▶ TASK PROMPT: In the report on particulate air pollution in England, explain in one to three sentences why the London Air website forecast high particulate levels at busy roadside locations.

▶ EXCERPTED PASSAGE:
------------------------------------------------

Levels of particulate matter air pollution are set to hit various areas across England today and tomorrow (April 9-10) due to warm weather and light winds, but the government’s air quality information website remains offline following an Islamist group’s cyber attack.
According to Defra air pollution forecast maps for tomorrow, levels of particulate matter are expected to reach as high as 10 – top of the scale – on areas of the south coast in England such as Eastbourne, with high and moderate levels expected in much of the rest of England and Wales. The pollution is expected to disperse on Saturday and Sunday.
Furthermore, the London Air monitoring website operated by King’s College London forecasted high particulate levels at busy roadside locations today, with poor dispersal of local emissions and a light easterly winds bringing in air from industrial areas of northern France and Belgium.
Meanwhile, the Air Quality in Scotland website is currently (2.00pm) monitoring PM10 levels in Aberdeen as high as 8 on the air quality index.
However, details of specific pollution levels in regional areas of the UK are currently unavailable on the government’s UK Air website, operated by contractor Ricardo-AEA, as the site is offline following a cyber attack by an Islamist group (see airqualitynews.com story). Defra said it is working to get the site back working again “as soon as possible”.
Nevertheless, Defra has issued a warning on the gov.uk domain forecasting high pollution levels at the end of the week and it today (April 9) updated the warning to include health advice from Public Health England (PHE).
Providing the advice, Dr Sotiris Vardoulakis, head of the air pollution and climate change group at PHE’s Centre for Radiation, Chemical and Environmental Hazards states: “While most people will not be affected by short term peaks in air pollution, some individuals, particularly those with existing heart or lung conditions, may experience increased symptoms.”

------------------------------------------------

▶ RECORDS SUPPLIED:
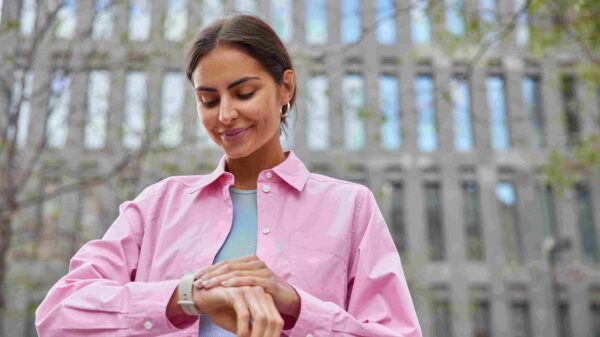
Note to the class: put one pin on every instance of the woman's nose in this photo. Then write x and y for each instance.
(227, 112)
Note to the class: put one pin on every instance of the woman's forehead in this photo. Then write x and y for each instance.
(223, 65)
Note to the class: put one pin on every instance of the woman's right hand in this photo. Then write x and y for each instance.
(234, 308)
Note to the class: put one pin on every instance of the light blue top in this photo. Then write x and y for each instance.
(241, 241)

------------------------------------------------

▶ REPLY: The London Air website, operated by King's College London, linked the high roadside particulate levels to poor dispersal of local emissions. Light easterly winds were also bringing in air from industrial areas of northern France and Belgium.